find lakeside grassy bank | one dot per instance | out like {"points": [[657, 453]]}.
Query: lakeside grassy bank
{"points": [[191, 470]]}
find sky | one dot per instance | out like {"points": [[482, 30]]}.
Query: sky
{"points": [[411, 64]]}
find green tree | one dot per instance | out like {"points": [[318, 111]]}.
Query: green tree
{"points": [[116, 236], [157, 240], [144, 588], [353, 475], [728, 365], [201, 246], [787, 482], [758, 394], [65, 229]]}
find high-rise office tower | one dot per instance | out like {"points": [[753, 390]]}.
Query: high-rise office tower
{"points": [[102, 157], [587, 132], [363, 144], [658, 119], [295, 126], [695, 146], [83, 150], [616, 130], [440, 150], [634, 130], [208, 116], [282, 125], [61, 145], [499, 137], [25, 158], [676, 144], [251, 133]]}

===============

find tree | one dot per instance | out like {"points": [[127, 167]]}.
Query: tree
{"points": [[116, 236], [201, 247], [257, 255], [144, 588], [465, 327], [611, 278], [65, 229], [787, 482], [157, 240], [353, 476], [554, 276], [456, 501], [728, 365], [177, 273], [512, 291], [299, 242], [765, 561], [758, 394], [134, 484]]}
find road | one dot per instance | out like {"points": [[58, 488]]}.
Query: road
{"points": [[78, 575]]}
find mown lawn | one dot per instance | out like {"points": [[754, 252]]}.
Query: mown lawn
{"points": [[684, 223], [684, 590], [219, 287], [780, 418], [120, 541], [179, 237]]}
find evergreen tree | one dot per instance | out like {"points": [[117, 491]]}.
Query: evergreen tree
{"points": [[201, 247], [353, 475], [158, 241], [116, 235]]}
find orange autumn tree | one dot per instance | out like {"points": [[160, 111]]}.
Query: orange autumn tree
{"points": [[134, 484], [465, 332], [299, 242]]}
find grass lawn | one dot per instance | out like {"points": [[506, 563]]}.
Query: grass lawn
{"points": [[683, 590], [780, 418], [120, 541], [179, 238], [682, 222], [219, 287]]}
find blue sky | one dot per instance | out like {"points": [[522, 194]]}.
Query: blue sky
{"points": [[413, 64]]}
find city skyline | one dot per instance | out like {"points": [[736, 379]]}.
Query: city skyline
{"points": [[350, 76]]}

===============

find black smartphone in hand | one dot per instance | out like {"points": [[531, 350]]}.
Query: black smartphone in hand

===============

Work order |
Within the material above, the line with "find lakeside grassy" opens the range and the line with "find green tree" closes it; reproduce that range word for word.

The completed task |
find lakeside grassy bank | one dot per instance | out like {"points": [[657, 453]]}.
Query: lakeside grassy bank
{"points": [[191, 470]]}
find sky | one dot per instance | out like {"points": [[482, 30]]}.
Query: sky
{"points": [[411, 64]]}
find green tree | one dot per instance | out like {"points": [[318, 111]]}.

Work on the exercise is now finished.